Written problem — Return every line in the listing below that contains the word "fence".

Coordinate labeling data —

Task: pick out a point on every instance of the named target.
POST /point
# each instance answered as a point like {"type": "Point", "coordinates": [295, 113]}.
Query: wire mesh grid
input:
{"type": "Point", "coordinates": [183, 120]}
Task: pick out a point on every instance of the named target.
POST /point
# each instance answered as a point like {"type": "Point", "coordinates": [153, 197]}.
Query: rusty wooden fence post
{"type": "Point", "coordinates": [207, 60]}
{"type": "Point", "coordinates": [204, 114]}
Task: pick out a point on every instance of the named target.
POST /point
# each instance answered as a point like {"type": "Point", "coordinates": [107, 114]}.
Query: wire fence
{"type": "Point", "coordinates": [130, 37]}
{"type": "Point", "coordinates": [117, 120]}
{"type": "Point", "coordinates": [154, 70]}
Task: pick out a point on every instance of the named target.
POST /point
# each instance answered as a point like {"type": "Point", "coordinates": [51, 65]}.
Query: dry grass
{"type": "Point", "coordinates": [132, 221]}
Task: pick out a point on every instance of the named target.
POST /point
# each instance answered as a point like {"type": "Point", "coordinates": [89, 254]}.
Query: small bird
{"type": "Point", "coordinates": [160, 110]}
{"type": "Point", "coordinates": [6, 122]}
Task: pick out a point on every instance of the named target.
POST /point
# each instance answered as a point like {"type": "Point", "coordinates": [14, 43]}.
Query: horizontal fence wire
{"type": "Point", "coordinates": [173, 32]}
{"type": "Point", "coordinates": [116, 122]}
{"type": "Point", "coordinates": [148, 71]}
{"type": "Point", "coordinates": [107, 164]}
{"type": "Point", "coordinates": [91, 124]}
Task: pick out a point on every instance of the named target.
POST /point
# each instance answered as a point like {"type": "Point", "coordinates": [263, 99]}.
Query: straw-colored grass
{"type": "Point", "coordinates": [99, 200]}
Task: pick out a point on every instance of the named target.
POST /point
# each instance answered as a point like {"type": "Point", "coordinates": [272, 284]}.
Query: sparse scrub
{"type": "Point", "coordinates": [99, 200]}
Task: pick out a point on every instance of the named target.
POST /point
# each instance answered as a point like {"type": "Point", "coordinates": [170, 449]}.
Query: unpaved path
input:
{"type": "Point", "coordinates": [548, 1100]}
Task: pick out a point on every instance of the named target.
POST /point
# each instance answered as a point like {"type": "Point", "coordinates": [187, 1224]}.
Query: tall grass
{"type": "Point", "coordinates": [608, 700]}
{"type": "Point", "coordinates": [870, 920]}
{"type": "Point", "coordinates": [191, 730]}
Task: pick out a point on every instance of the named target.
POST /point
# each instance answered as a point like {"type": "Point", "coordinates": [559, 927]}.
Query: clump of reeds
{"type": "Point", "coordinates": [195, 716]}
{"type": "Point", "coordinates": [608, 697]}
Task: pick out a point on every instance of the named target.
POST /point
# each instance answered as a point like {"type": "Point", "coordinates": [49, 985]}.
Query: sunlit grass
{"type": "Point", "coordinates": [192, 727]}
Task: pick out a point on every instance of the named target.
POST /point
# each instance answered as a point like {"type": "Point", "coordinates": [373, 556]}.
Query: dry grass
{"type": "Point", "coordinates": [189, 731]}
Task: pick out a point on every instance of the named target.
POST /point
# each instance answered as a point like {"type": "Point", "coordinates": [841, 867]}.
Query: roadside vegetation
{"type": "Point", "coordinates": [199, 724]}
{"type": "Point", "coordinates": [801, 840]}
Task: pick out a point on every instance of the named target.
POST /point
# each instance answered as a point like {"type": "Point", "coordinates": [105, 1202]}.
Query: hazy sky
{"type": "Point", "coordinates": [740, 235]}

The response —
Query: rusty wooden fence post
Query: wire fence
Query: horizontal fence wire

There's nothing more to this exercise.